**Data lines:**
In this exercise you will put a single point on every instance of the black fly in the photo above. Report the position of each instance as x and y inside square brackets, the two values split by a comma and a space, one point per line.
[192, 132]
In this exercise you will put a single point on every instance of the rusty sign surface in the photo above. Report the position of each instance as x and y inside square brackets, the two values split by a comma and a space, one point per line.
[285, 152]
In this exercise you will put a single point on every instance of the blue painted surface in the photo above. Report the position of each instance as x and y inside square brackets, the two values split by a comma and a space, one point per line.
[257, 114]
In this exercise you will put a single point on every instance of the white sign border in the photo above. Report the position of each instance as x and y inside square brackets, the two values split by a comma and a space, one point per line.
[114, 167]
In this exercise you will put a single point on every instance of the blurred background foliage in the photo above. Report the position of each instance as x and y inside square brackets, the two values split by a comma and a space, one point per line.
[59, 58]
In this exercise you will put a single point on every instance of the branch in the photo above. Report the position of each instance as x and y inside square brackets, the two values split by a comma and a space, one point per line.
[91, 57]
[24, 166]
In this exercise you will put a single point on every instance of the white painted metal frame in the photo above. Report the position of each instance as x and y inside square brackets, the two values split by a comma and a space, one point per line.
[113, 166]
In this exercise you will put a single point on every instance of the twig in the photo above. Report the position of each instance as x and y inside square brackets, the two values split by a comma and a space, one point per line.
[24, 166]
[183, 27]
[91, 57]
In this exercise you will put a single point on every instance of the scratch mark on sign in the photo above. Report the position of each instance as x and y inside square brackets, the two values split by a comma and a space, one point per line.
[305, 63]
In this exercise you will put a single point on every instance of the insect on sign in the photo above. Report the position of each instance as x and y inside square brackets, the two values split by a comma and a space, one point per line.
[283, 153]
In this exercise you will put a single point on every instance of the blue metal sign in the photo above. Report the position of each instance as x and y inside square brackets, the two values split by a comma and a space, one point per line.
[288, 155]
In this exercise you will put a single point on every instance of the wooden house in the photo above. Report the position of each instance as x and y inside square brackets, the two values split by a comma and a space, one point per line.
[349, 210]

---

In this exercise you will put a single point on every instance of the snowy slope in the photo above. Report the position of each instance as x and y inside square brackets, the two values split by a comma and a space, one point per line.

**Exercise goal:** Identify each line in the two blocks above that contains the word "painted", and copy every such line in full.

**Task result:**
In this exercise you will put a single point on every instance of the blue painted surface in the photo above. Report the position of each instance as x and y inside square brackets, the two values split by a comma and a space, one point per line.
In this exercise you will put a single point on every instance of the white painted metal frame in the photo above. Report the position of each instance as x and y inside square brackets, the two values split by a comma and a space, one point per line.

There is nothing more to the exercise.